» WHAT YOU ARE ASKED TO DO
Format the entries below as a numbered list with one line per item, skipping blank lines and leaving out the pictures.

» DATA IN THIS EXERCISE
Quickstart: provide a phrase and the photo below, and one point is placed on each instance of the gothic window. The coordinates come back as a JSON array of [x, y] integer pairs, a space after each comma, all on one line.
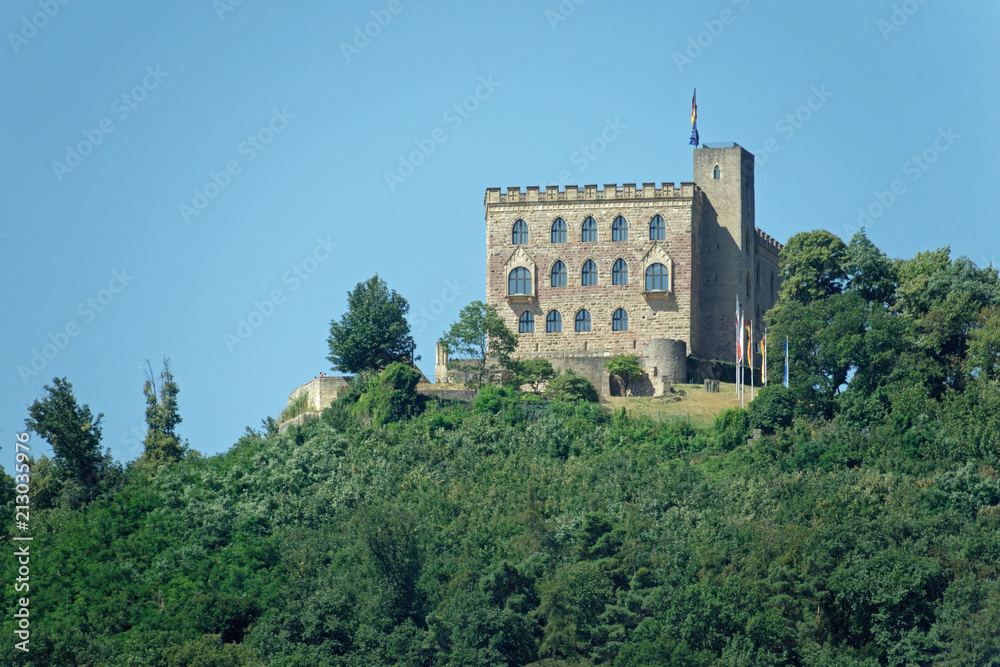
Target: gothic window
[[657, 229], [559, 231], [619, 274], [519, 281], [526, 324], [520, 233], [619, 229], [657, 278], [559, 275], [619, 321]]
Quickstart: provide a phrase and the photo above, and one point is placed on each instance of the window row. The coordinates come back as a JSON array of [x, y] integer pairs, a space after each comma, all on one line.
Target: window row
[[553, 321], [588, 232], [657, 277]]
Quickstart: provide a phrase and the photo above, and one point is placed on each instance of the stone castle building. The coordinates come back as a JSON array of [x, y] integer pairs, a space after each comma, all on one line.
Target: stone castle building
[[586, 273]]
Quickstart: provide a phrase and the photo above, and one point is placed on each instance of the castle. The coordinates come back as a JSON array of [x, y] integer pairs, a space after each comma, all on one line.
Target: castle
[[585, 273]]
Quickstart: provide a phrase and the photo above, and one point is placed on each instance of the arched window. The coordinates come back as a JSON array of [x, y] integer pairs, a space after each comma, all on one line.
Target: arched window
[[526, 324], [559, 231], [519, 281], [559, 274], [619, 321], [619, 273], [619, 229], [657, 278], [520, 234], [657, 229]]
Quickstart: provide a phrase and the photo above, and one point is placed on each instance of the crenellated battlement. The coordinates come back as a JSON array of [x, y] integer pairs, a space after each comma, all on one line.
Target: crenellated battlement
[[768, 243], [610, 192]]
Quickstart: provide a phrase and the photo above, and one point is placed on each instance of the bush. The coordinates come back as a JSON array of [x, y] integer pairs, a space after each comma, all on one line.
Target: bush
[[392, 396], [298, 405], [571, 387], [772, 409], [732, 428]]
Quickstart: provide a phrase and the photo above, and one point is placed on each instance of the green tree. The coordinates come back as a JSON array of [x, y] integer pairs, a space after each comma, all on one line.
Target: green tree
[[73, 432], [480, 335], [373, 333], [571, 387], [626, 368], [534, 372], [162, 443]]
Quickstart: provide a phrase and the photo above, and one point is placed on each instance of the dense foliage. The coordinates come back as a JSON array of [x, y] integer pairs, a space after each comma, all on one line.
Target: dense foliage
[[395, 531], [373, 333]]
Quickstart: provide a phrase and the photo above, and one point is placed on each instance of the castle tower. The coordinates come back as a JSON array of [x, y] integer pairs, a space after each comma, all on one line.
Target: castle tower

» RESULT OF THE TASK
1. Quickstart: provide a phrase and the photo below, and one point is placed on each instance of the gothic window. The coordinates come back as a JSON array of [x, y] integer pairs, a space after each comma, all on one line.
2. Target: gothic window
3. [[657, 229], [559, 231], [619, 274], [519, 281], [526, 324], [520, 233], [619, 229], [657, 278], [559, 275], [619, 321]]
4. Quickstart: provide a phrase and the photo above, and one point is placed on each instance of the window row. The coordinates come back as a JSON array of [x, y] integer pairs, a space after each comma, all on one line.
5. Target: window row
6. [[553, 321], [588, 232], [657, 277]]
7. Quickstart: provide a phrase and the photo above, and one point is placed on each instance of the stone castle building. The coordinates come back as a JSON array of [x, y] integer pairs, a space after each comma, all on one line.
8. Target: stone castle building
9. [[586, 273]]
10. Quickstart: provide a phrase and the photo above, and one point is placed on each instance of the castle. The coordinates come back as a JSON array of [x, y] integer pairs, a space after each comma, all on one line.
11. Target: castle
12. [[585, 273]]
13. Quickstart: provide a phrase and the photo above, and one point is placed on each instance of the arched window. The coordinates come back as a JSON array of [x, y] integer pairs, a space after each comma, all on one line.
14. Target: arched window
15. [[526, 324], [559, 231], [519, 281], [559, 274], [619, 321], [619, 273], [619, 229], [657, 278], [520, 234], [657, 229]]
16. Quickstart: provide a phrase and the photo above, and one point is placed on each instance of the crenellated battlement. The coordinates come back as a JSON array of [x, y] integer pairs, a space after each comma, all on one line.
17. Target: crenellated battlement
18. [[768, 243], [610, 192]]
19. Quickstart: provide a phrase and the photo above, and one point is placed on each instance of the bush. The coordinates come back as a JSON array of [x, y] integer pairs, a space after each comma, all on one line.
20. Target: bush
21. [[392, 396], [298, 405], [571, 387], [772, 409], [732, 428]]
22. Quickstart: provide a phrase and the photo above, and one point is placed on each instance of the green tree. The coordinates come back as a JSON array of [x, y] integer pairs, a space after each comma, all on one line.
23. Target: green tree
24. [[73, 432], [480, 335], [373, 333], [571, 387], [626, 368], [534, 372], [162, 443]]
25. Quickstart: provide a phrase and the photo above, and one point is placed on each instance of the dense foliage. The coordinates come back as a JSON array of [x, y] integer pairs, a space after each comma, all on one line.
26. Target: dense foliage
27. [[395, 531], [373, 333]]
28. Quickstart: provide a phrase and the photo above, and one point is placed on each instance of the castle tower. The coordinates come back as a JSON array of [x, y] integer pairs, a space after each comma, all on one line.
29. Target: castle tower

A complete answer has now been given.